» Texto para análise:
_ _ _
UNIGRANRIO - Universidade do Grande Rio (RJ) — Prova 2015
Paciente de cinco anos tem seu diagnóstico clinico laboratorial de asma confirmado. A criança em questão apresenta reação de hipersensibilidade do tipo:
Asma = Reação de hipersensibilidade Tipo I, mediada por IgE e mastócitos.
A asma brônquica é classicamente uma doença alérgica, caracterizada por uma reação de hipersensibilidade do tipo I. Esta reação é mediada por anticorpos IgE que se ligam a mastócitos e basófilos, liberando mediadores inflamatórios após a exposição a alérgenos.
_ _ _
Itens do conjunto de dados:
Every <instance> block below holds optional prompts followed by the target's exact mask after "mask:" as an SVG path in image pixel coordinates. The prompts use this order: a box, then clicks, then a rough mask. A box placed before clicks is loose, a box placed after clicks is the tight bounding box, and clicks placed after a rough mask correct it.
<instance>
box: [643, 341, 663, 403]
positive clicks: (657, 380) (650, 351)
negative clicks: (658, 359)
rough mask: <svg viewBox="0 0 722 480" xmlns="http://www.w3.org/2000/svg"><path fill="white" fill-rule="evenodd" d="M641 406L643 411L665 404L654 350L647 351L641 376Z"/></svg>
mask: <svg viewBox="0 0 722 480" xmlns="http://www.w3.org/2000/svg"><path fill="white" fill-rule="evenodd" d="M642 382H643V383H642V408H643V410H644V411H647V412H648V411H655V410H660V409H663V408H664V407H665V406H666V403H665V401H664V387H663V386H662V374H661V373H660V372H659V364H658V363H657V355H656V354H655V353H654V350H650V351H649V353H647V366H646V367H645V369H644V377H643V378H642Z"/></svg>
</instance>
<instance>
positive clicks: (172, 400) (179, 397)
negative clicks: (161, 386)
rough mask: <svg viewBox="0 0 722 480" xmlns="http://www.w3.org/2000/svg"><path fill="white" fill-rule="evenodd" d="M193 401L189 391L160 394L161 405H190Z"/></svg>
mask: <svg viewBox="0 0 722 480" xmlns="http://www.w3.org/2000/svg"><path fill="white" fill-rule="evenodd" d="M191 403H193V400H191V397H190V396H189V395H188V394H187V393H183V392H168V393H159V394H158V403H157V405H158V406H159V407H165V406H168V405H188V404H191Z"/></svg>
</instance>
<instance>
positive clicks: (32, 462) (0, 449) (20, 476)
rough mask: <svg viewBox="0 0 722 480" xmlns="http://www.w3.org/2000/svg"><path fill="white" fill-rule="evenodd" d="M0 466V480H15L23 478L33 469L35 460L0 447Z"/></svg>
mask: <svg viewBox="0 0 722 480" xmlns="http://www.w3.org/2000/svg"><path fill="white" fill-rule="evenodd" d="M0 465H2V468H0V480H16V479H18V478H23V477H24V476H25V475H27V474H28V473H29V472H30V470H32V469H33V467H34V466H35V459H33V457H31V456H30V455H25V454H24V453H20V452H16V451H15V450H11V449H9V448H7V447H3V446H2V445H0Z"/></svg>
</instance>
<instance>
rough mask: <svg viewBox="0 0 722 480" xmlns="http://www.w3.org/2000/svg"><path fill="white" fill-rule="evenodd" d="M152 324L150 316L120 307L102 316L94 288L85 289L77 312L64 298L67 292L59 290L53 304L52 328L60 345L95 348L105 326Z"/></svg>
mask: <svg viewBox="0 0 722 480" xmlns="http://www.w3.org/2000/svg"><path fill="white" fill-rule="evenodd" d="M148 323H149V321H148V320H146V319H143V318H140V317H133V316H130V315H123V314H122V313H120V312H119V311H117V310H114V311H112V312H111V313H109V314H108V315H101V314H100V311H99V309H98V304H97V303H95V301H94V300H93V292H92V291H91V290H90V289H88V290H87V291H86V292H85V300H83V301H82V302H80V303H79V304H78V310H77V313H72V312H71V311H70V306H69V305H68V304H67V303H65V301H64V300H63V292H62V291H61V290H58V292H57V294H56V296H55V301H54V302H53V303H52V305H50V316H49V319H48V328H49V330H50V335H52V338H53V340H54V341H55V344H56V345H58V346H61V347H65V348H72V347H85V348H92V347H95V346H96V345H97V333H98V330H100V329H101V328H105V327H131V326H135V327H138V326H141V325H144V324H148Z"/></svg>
_ _ _
» Descrição da tarefa: Retorne, sem nenhuma alteração, o trecho do texto sobre asma que começa com "UNIGRANRIO - Universidade" e segue até "IgE e mastócitos.". As entradas não têm nenhuma relação com esta tarefa.

» Resultado da tarefa:
UNIGRANRIO - Universidade do Grande Rio (RJ) — Prova 2015
Paciente de cinco anos tem seu diagnóstico clinico laboratorial de asma confirmado. A criança em questão apresenta reação de hipersensibilidade do tipo:
Asma = Reação de hipersensibilidade Tipo I, mediada por IgE e mastócitos.